◆ TASK BRIEF
Render the data from the line containing "# segment every instance named by the target" through the end of the data as a numbered list, omitting blank lines and leaving out the pictures.

◆ EXERCISE DATA
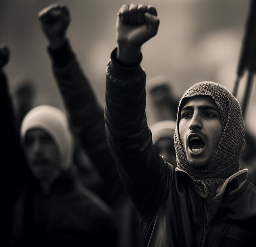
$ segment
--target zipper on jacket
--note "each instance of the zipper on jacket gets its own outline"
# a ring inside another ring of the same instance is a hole
[[[203,236],[203,238],[202,241],[202,244],[201,244],[201,246],[202,247],[204,246],[204,245],[205,244],[205,241],[207,238],[207,236],[209,232],[210,228],[211,225],[210,224],[210,223],[209,222],[206,222],[204,225],[204,235]]]
[[[199,202],[201,205],[201,208],[202,209],[202,212],[203,214],[203,218],[204,225],[204,233],[203,234],[200,246],[201,247],[204,247],[205,244],[207,235],[210,231],[210,229],[211,228],[211,224],[209,222],[208,222],[207,221],[207,220],[208,220],[208,218],[207,219],[206,218],[206,216],[207,216],[207,213],[205,212],[205,208],[204,206],[203,202],[202,201],[202,200],[200,198],[200,196],[199,195],[196,190],[196,186],[195,185],[195,181],[193,180],[193,179],[191,177],[189,174],[184,171],[182,171],[183,172],[186,173],[188,175],[189,177],[189,178],[190,181],[193,184],[194,186],[194,188],[195,188],[195,191],[196,194],[197,195],[198,198],[198,200],[199,200]]]

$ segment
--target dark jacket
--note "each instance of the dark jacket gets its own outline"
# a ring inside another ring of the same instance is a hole
[[[143,233],[138,212],[119,176],[106,137],[104,110],[67,41],[49,49],[53,70],[73,129],[106,186],[102,198],[113,209],[120,247],[139,247]]]
[[[112,210],[67,171],[45,194],[20,145],[7,78],[0,74],[1,246],[116,246]]]
[[[206,213],[193,179],[158,155],[145,113],[142,59],[126,65],[111,54],[105,119],[109,146],[141,217],[145,246],[249,246],[256,234],[256,188],[244,169],[227,179]]]
[[[13,216],[11,246],[116,246],[112,211],[71,170],[48,193],[27,181]]]

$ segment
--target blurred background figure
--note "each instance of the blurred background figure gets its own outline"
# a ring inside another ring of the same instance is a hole
[[[159,121],[150,126],[152,140],[158,153],[175,168],[177,164],[173,135],[175,128],[176,121],[174,120]]]
[[[73,169],[74,140],[65,114],[50,106],[32,108],[20,139],[33,177],[24,181],[13,208],[11,246],[115,246],[112,211]]]
[[[31,79],[18,76],[14,79],[13,97],[19,126],[27,113],[34,106],[35,83]]]
[[[173,92],[170,80],[166,76],[159,75],[148,81],[147,89],[151,108],[150,114],[153,115],[151,118],[155,121],[176,121],[178,99]]]

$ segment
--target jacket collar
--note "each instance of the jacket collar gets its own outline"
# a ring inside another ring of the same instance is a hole
[[[185,171],[176,167],[176,171],[185,173],[192,180],[192,177]],[[214,199],[220,199],[223,197],[225,192],[231,192],[231,194],[234,194],[239,191],[244,185],[247,177],[248,169],[245,168],[237,172],[229,177],[225,182],[219,187],[216,191],[216,195]]]

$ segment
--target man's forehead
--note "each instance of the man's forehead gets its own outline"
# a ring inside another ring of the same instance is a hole
[[[39,128],[30,129],[26,133],[26,137],[27,138],[28,137],[51,137],[50,135],[47,131]]]
[[[184,98],[182,100],[180,107],[181,110],[182,110],[184,108],[193,108],[199,106],[212,107],[219,110],[213,99],[211,96],[208,95],[197,95]]]

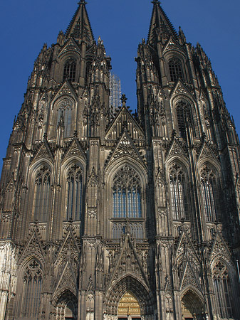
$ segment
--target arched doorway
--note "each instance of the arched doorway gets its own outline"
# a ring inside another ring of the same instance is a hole
[[[204,304],[199,297],[192,290],[187,291],[182,298],[182,319],[202,320],[204,312]]]
[[[141,320],[140,306],[134,294],[127,291],[119,302],[118,308],[118,320],[132,319]]]

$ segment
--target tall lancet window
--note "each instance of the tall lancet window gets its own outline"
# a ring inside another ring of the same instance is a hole
[[[64,99],[61,101],[58,105],[57,125],[59,122],[61,115],[63,116],[64,121],[64,137],[67,138],[71,136],[71,122],[72,122],[72,113],[73,113],[73,104],[68,99]]]
[[[171,206],[174,220],[187,219],[186,176],[182,168],[177,164],[169,170]]]
[[[37,171],[34,189],[34,219],[46,221],[50,198],[51,173],[49,169],[42,166]]]
[[[128,228],[136,238],[142,238],[142,218],[140,179],[132,168],[125,165],[113,178],[113,237],[120,238]]]
[[[63,81],[67,79],[71,82],[74,82],[75,80],[76,60],[73,58],[68,59],[64,64],[63,69]]]
[[[218,194],[216,175],[207,166],[201,170],[201,190],[203,198],[204,212],[207,221],[216,220],[216,201]]]
[[[66,219],[80,220],[82,206],[83,171],[74,164],[67,176]]]
[[[122,166],[113,179],[113,218],[141,218],[141,186],[138,174]]]
[[[176,105],[179,135],[186,137],[186,127],[188,124],[194,129],[190,106],[184,101],[179,101]]]
[[[172,57],[168,61],[169,68],[170,80],[177,81],[178,79],[183,80],[183,73],[182,62],[180,59],[176,57]]]
[[[33,260],[27,265],[24,274],[21,294],[21,317],[36,319],[41,302],[42,270],[40,264]]]
[[[233,287],[227,267],[219,261],[213,269],[214,289],[217,319],[233,318]]]

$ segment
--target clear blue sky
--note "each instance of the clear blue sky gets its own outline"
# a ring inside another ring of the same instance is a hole
[[[89,0],[87,10],[95,39],[100,36],[113,71],[121,79],[127,105],[137,107],[134,58],[147,37],[150,0]],[[239,0],[162,0],[173,26],[182,26],[187,41],[199,42],[210,58],[226,107],[240,132]],[[14,115],[24,102],[28,78],[43,44],[56,43],[78,6],[73,0],[1,1],[1,50],[0,158],[5,156]]]

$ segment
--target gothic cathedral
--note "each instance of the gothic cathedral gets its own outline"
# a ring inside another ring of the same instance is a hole
[[[35,62],[1,174],[0,320],[240,319],[239,139],[204,51],[152,4],[137,112],[109,103],[84,0]]]

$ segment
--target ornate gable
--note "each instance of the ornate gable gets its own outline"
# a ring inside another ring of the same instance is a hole
[[[126,130],[125,130],[113,154],[110,156],[109,159],[107,160],[108,164],[116,159],[126,156],[129,156],[139,160],[145,166],[143,159],[138,150],[134,145],[132,140],[127,134]]]
[[[99,176],[97,174],[95,167],[93,166],[92,172],[88,178],[88,186],[91,187],[98,186],[99,184]]]
[[[177,140],[176,139],[174,139],[174,140],[173,141],[173,143],[167,153],[167,157],[171,158],[172,156],[179,156],[181,157],[184,156],[186,159],[188,159],[186,152],[183,149],[178,140]]]
[[[125,105],[110,124],[105,137],[105,140],[118,140],[124,128],[133,140],[145,141],[145,135],[141,127]]]
[[[224,255],[231,259],[229,250],[219,230],[216,231],[212,247],[209,261],[212,262],[217,255]]]
[[[60,97],[62,97],[63,95],[71,95],[74,97],[75,100],[77,100],[77,97],[75,95],[75,91],[71,86],[71,85],[68,82],[68,81],[66,80],[63,82],[63,85],[59,88],[58,92],[56,93],[53,100],[56,100]]]
[[[140,278],[142,281],[143,280],[147,286],[149,285],[147,276],[144,272],[139,256],[131,241],[129,233],[127,233],[118,260],[113,270],[109,286],[112,285],[113,282],[118,280],[122,277],[122,275],[131,273],[133,274],[135,277]]]
[[[43,250],[37,234],[36,228],[35,228],[35,230],[19,257],[19,264],[20,265],[25,259],[32,256],[38,258],[41,263],[44,263]]]
[[[177,43],[171,37],[169,40],[168,41],[167,45],[165,46],[165,48],[163,50],[163,53],[165,53],[166,51],[169,50],[177,50],[180,51],[182,53],[182,49],[180,46],[177,44]]]
[[[191,96],[191,97],[194,98],[192,94],[190,92],[190,91],[186,87],[186,85],[183,83],[181,79],[179,79],[179,80],[176,83],[175,87],[172,89],[172,92],[170,94],[170,97],[172,97],[175,95],[189,95]]]
[[[200,283],[196,276],[197,276],[197,274],[195,274],[194,272],[191,264],[187,262],[180,284],[180,290],[191,285],[202,291]]]
[[[68,150],[64,154],[63,161],[64,161],[67,158],[71,157],[71,156],[80,156],[83,157],[85,160],[86,160],[86,157],[83,152],[83,150],[81,148],[77,139],[73,139],[73,140],[72,141]]]
[[[32,158],[31,163],[33,163],[41,158],[48,158],[49,160],[51,160],[51,162],[53,161],[53,156],[52,151],[51,151],[48,144],[46,140],[42,142],[39,149],[38,150],[35,156]]]
[[[215,161],[216,160],[218,161],[218,159],[216,158],[215,154],[212,151],[212,148],[209,146],[209,144],[206,142],[204,142],[204,143],[202,146],[202,149],[200,151],[198,160],[204,158],[210,158]]]
[[[62,50],[60,51],[58,57],[61,57],[61,55],[63,55],[66,52],[71,52],[80,55],[79,47],[72,38],[71,38],[65,44]]]
[[[176,258],[177,259],[181,255],[185,255],[187,252],[192,256],[195,257],[198,262],[200,261],[186,230],[182,228],[182,232],[176,250]]]
[[[79,253],[79,247],[75,237],[72,230],[69,230],[58,253],[55,263],[58,264],[61,260],[68,260],[68,257],[71,258],[71,260],[74,258],[78,261]]]
[[[77,296],[77,282],[74,272],[68,261],[66,262],[63,272],[60,277],[55,292],[69,289]]]

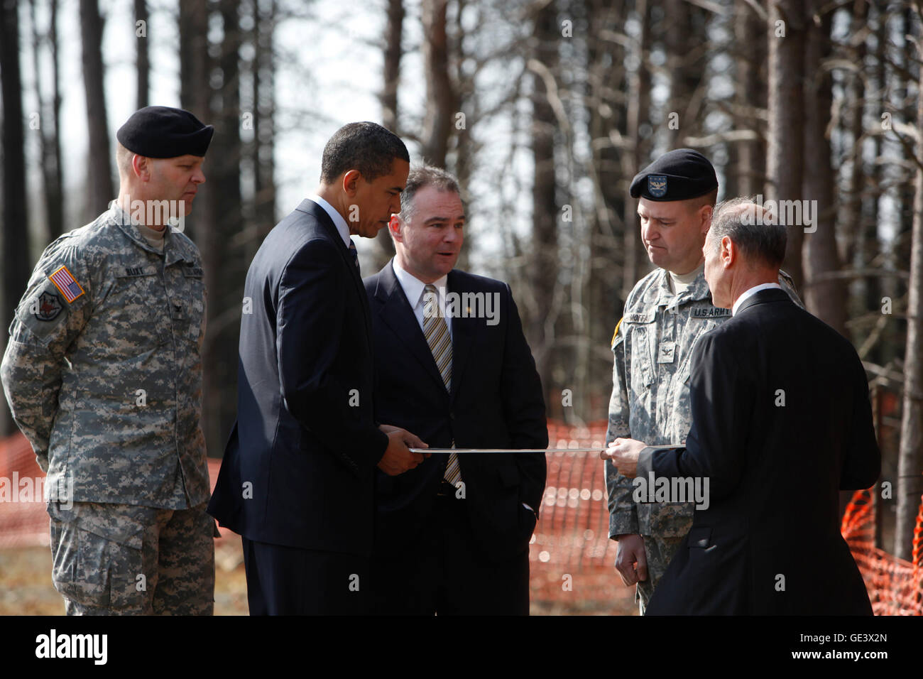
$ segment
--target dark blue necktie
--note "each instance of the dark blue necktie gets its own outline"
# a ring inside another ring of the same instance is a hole
[[[355,243],[353,242],[352,238],[349,239],[349,253],[351,255],[353,255],[353,263],[355,264],[355,271],[356,271],[356,273],[358,273],[359,272],[359,253],[356,251],[356,249],[355,249]]]

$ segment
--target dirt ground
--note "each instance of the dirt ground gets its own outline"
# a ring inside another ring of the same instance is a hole
[[[0,615],[63,615],[64,600],[52,585],[51,573],[48,547],[0,550]],[[638,614],[633,588],[618,588],[614,600],[576,606],[533,600],[532,614]],[[243,552],[236,536],[215,543],[215,614],[247,614]]]

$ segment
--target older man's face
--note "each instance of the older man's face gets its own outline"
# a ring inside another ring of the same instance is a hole
[[[674,273],[689,273],[701,261],[701,244],[711,208],[689,200],[638,201],[641,237],[651,262]]]
[[[424,283],[433,283],[455,266],[464,241],[464,207],[455,191],[424,187],[414,195],[410,219],[391,219],[402,265]]]

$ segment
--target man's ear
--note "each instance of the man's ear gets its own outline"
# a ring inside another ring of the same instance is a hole
[[[711,205],[702,205],[699,210],[699,216],[701,219],[701,235],[704,236],[712,225],[712,214],[714,208]]]
[[[131,169],[141,181],[150,179],[150,159],[135,153],[131,157]]]
[[[350,198],[355,195],[355,192],[359,189],[359,179],[362,178],[362,173],[358,170],[347,170],[343,173],[342,188],[343,191]]]
[[[391,237],[394,238],[399,243],[403,242],[403,234],[401,233],[401,217],[397,214],[392,214],[390,221],[388,223],[388,230],[391,234]]]
[[[731,240],[729,236],[725,236],[721,239],[720,256],[725,269],[737,261],[737,247],[734,245],[734,241]]]

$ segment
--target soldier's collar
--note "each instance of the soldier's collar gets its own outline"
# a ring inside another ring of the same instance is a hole
[[[660,269],[657,272],[655,288],[658,307],[678,306],[686,302],[698,302],[701,299],[712,298],[712,292],[708,289],[708,284],[705,282],[704,271],[699,273],[689,286],[678,295],[675,295],[670,289],[669,280],[670,273],[666,269]]]
[[[131,215],[122,209],[117,200],[113,200],[109,203],[109,221],[122,229],[125,235],[135,245],[148,252],[153,252],[158,257],[165,257],[164,264],[166,266],[173,264],[174,261],[188,259],[186,257],[186,252],[182,251],[178,247],[176,238],[173,237],[172,227],[168,226],[166,233],[163,234],[163,251],[162,252],[150,245],[147,238],[141,236],[141,230],[138,228],[138,224],[131,218]]]

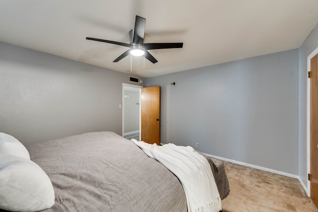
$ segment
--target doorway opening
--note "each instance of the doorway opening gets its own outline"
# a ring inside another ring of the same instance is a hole
[[[312,70],[311,70],[312,68],[311,67],[311,60],[312,59],[314,59],[314,58],[316,56],[317,54],[318,54],[318,48],[317,48],[314,52],[313,52],[308,57],[307,57],[307,71],[309,72],[312,71]],[[316,65],[317,66],[317,65]],[[314,71],[314,70],[313,70],[313,71]],[[307,73],[306,73],[307,74]],[[313,155],[312,155],[313,154],[313,150],[312,149],[312,148],[313,148],[313,146],[311,145],[311,143],[312,142],[314,142],[314,140],[313,141],[311,141],[311,135],[312,135],[312,133],[313,132],[312,132],[312,129],[311,129],[311,128],[312,128],[312,126],[311,126],[312,124],[313,124],[313,123],[311,123],[312,122],[311,121],[311,119],[312,118],[312,113],[313,113],[313,111],[312,111],[312,106],[311,106],[312,104],[312,103],[311,102],[311,99],[313,97],[312,95],[314,94],[312,94],[311,92],[311,78],[307,78],[307,173],[314,173],[315,172],[316,172],[317,173],[317,168],[315,167],[315,170],[312,170],[313,168],[313,165],[314,164],[312,164],[312,163],[313,162],[313,161],[312,161],[312,160],[311,159],[311,158],[313,157]],[[317,90],[315,90],[315,91]],[[314,126],[314,125],[313,125]],[[317,146],[318,147],[318,146]],[[316,148],[315,148],[316,149]],[[307,180],[307,195],[310,196],[310,197],[312,198],[312,199],[313,199],[314,202],[317,203],[317,199],[316,200],[314,200],[314,199],[316,199],[317,198],[317,196],[316,197],[313,197],[312,196],[312,194],[313,192],[315,192],[315,193],[317,193],[317,187],[315,186],[315,188],[312,188],[312,185],[311,185],[311,181],[310,180]],[[313,191],[312,191],[312,190],[313,190]],[[317,205],[317,204],[316,204]]]
[[[123,83],[122,136],[140,140],[141,88],[142,86]]]

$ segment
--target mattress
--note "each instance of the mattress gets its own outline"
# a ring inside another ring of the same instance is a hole
[[[55,192],[55,205],[44,211],[187,211],[178,178],[114,132],[84,133],[26,147]],[[204,156],[224,199],[229,189],[223,164]]]

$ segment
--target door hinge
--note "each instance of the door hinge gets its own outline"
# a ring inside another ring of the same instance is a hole
[[[312,180],[312,175],[311,174],[308,174],[308,180],[310,181]]]

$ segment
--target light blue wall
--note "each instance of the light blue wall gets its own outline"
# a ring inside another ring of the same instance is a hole
[[[299,176],[307,186],[307,57],[318,48],[318,26],[312,31],[299,49]]]
[[[23,143],[122,134],[128,74],[0,42],[0,132]]]
[[[298,175],[298,67],[296,49],[146,79],[161,142]]]

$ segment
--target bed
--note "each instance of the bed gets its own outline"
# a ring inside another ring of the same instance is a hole
[[[178,179],[114,132],[84,133],[26,148],[54,188],[54,204],[44,212],[187,211]],[[223,162],[201,154],[211,165],[221,198],[225,198],[230,190]]]

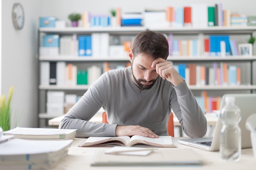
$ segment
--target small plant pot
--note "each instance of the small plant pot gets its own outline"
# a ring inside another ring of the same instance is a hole
[[[78,26],[78,21],[73,21],[72,22],[72,26],[76,27]]]

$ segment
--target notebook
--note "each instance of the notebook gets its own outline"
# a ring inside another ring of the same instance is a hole
[[[256,113],[256,94],[225,95],[221,100],[220,110],[225,105],[225,98],[227,96],[235,97],[235,103],[241,110],[241,119],[239,126],[241,132],[241,148],[252,148],[250,133],[246,129],[245,121],[250,115]],[[178,141],[181,144],[207,150],[218,151],[220,149],[220,133],[222,127],[222,122],[219,117],[213,137],[181,139]]]

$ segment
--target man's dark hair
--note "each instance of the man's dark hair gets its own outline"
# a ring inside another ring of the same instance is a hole
[[[169,45],[163,34],[151,31],[139,33],[132,44],[133,56],[139,54],[148,55],[154,59],[161,57],[166,60],[169,55]]]

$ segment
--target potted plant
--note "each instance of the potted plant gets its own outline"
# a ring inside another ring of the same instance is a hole
[[[81,14],[79,13],[74,12],[70,13],[68,16],[68,19],[71,20],[72,26],[77,26],[78,21],[81,19]]]
[[[110,10],[110,14],[111,14],[111,24],[112,26],[117,26],[117,18],[116,17],[116,10],[112,9]]]
[[[10,130],[11,127],[11,107],[10,103],[13,91],[13,87],[10,88],[9,96],[7,102],[5,95],[3,95],[0,99],[0,127],[4,132]]]

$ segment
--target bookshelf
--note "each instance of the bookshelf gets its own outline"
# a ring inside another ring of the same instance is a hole
[[[107,28],[83,28],[83,27],[67,27],[65,28],[40,28],[38,29],[38,34],[39,38],[40,44],[42,37],[41,34],[58,34],[59,35],[72,35],[73,34],[79,35],[90,35],[94,33],[107,33],[111,36],[126,36],[127,37],[135,36],[138,33],[146,30],[150,30],[162,32],[165,34],[172,33],[174,35],[182,36],[184,35],[193,35],[198,36],[199,34],[208,35],[209,34],[239,35],[250,35],[256,31],[256,26],[214,26],[205,28],[171,28],[166,27],[161,28],[149,28],[143,26],[130,26],[119,27]],[[39,45],[40,46],[40,45]],[[38,49],[39,49],[38,47]],[[48,91],[67,91],[68,93],[74,92],[76,94],[79,94],[81,96],[90,87],[90,85],[79,85],[73,86],[56,86],[55,85],[43,85],[40,84],[40,63],[42,62],[65,62],[67,63],[71,62],[74,64],[96,64],[103,67],[102,64],[108,62],[110,63],[126,63],[128,61],[128,57],[126,56],[121,56],[120,57],[115,57],[111,56],[106,56],[103,57],[94,57],[88,56],[61,56],[56,55],[54,56],[40,56],[38,55],[38,115],[39,120],[40,119],[47,119],[52,118],[53,117],[46,113],[46,92]],[[247,93],[252,93],[256,90],[256,85],[253,84],[254,70],[253,65],[256,61],[256,55],[245,57],[243,56],[229,56],[227,57],[209,57],[199,55],[197,56],[170,56],[167,59],[168,60],[173,63],[200,63],[204,64],[209,64],[213,62],[227,62],[232,63],[248,63],[249,65],[249,73],[246,73],[249,76],[249,83],[248,84],[243,84],[241,82],[240,85],[234,86],[194,86],[189,85],[190,88],[192,91],[220,91],[220,93],[224,94],[227,91],[234,92],[243,91]],[[248,70],[247,69],[247,70]],[[255,80],[254,80],[255,81]],[[247,82],[246,82],[247,83]],[[193,92],[194,93],[194,92]],[[195,93],[198,93],[196,92]],[[39,123],[39,124],[41,124]]]

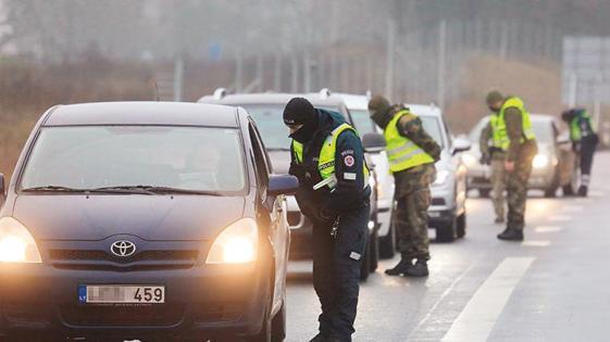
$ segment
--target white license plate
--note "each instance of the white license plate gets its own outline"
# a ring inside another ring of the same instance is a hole
[[[163,286],[78,286],[78,302],[91,304],[163,304]]]

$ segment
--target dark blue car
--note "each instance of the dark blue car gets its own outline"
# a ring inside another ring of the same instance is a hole
[[[60,105],[0,213],[0,340],[282,341],[284,194],[244,110]]]

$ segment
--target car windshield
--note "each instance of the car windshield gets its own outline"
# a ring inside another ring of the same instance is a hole
[[[349,113],[353,119],[353,126],[361,136],[375,132],[375,124],[371,119],[371,116],[369,116],[369,111],[350,110]]]
[[[26,165],[21,189],[159,187],[236,194],[246,188],[237,129],[46,127]]]
[[[445,142],[443,141],[440,119],[435,116],[420,115],[424,130],[444,149]]]

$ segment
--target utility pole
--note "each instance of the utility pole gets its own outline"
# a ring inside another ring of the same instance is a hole
[[[440,22],[438,26],[438,63],[437,63],[437,74],[436,74],[436,101],[438,101],[438,107],[441,110],[445,107],[445,77],[447,76],[445,69],[445,59],[447,53],[447,23],[445,21]]]
[[[386,77],[385,94],[388,99],[394,99],[394,63],[396,47],[396,21],[390,18],[387,25],[387,47],[386,47]]]

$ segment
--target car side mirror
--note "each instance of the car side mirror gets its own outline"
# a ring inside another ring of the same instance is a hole
[[[471,148],[470,140],[468,140],[465,138],[456,138],[453,140],[453,147],[451,149],[451,154],[456,155],[460,152],[469,151],[470,148]]]
[[[295,194],[299,189],[299,180],[290,175],[271,175],[269,177],[269,195]]]
[[[382,152],[386,148],[386,139],[383,135],[368,132],[362,136],[362,147],[364,152]]]

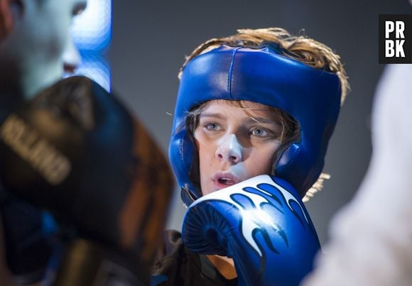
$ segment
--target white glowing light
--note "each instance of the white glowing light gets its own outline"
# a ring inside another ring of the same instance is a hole
[[[110,70],[101,62],[85,62],[76,70],[75,74],[93,79],[107,92],[110,92]]]
[[[80,50],[103,49],[112,34],[111,0],[89,0],[87,7],[75,17],[72,36]]]

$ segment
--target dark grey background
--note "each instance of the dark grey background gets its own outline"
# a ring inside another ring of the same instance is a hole
[[[332,215],[352,197],[372,152],[370,113],[378,64],[378,15],[410,13],[407,0],[122,0],[113,1],[109,51],[112,84],[167,150],[185,55],[237,28],[279,26],[332,48],[342,57],[352,92],[330,141],[325,171],[332,175],[307,204],[322,242]],[[176,188],[168,226],[183,212]]]

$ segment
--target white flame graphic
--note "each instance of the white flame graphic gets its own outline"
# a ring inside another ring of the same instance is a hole
[[[269,202],[264,196],[261,196],[257,194],[252,194],[244,190],[244,189],[246,187],[253,187],[268,196],[272,197],[272,194],[258,187],[258,185],[261,184],[267,184],[271,185],[279,190],[279,192],[281,192],[284,196],[288,207],[292,211],[293,211],[293,209],[291,206],[290,202],[296,202],[300,207],[302,213],[305,216],[305,219],[309,224],[308,217],[306,216],[306,214],[303,210],[303,207],[299,201],[297,200],[296,197],[293,197],[288,190],[276,184],[271,178],[271,177],[266,175],[254,177],[225,189],[221,189],[218,192],[215,192],[213,193],[203,196],[199,199],[196,200],[190,207],[195,206],[202,201],[211,199],[227,202],[233,204],[239,210],[242,215],[243,220],[242,224],[242,231],[244,237],[246,240],[247,243],[259,253],[259,256],[261,257],[261,251],[258,247],[257,243],[252,236],[254,230],[256,229],[261,229],[260,225],[261,225],[261,222],[264,222],[267,225],[273,227],[276,231],[279,230],[279,229],[275,224],[273,219],[261,207],[262,203],[269,203]],[[236,194],[243,194],[249,197],[253,202],[256,209],[246,209],[242,205],[234,201],[232,199],[232,196]]]

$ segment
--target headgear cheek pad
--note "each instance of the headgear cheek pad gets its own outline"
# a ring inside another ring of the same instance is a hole
[[[183,202],[189,205],[202,196],[190,178],[197,148],[185,119],[193,107],[210,100],[246,100],[291,116],[298,124],[300,136],[278,154],[273,170],[303,197],[323,168],[340,94],[335,74],[314,69],[269,48],[222,45],[195,57],[182,75],[169,146]]]

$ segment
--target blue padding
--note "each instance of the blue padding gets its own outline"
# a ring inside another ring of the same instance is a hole
[[[189,170],[195,146],[185,118],[194,106],[213,99],[248,100],[278,108],[298,122],[300,136],[273,163],[277,177],[303,196],[322,172],[340,106],[341,87],[335,74],[314,69],[273,52],[221,46],[191,60],[185,67],[174,115],[169,156],[180,187],[201,196]],[[183,192],[186,204],[192,198]]]

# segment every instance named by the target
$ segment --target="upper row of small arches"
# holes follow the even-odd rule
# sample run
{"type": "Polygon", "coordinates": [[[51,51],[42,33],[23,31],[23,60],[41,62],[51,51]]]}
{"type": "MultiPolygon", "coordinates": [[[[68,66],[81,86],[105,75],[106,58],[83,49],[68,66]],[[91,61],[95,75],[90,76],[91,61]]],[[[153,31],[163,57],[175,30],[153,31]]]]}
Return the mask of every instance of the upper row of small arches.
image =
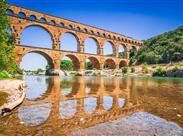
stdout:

◆ EXERCISE SOLUTION
1. # segment every instance named by the target
2. $ segment --target="upper row of small arches"
3. # holes follow the even-odd rule
4. # sample run
5. {"type": "Polygon", "coordinates": [[[51,51],[42,33],[23,31],[23,60],[41,62],[51,51]]]}
6. {"type": "MultiPolygon", "coordinates": [[[[68,66],[81,86],[105,75],[106,58],[83,49],[68,66]],[[91,61],[95,75],[90,76],[91,61]]],[[[153,31],[163,57],[175,30],[153,31]]]]}
7. Return the mask of every instance of the upper row of small arches.
8. image =
9. stdout:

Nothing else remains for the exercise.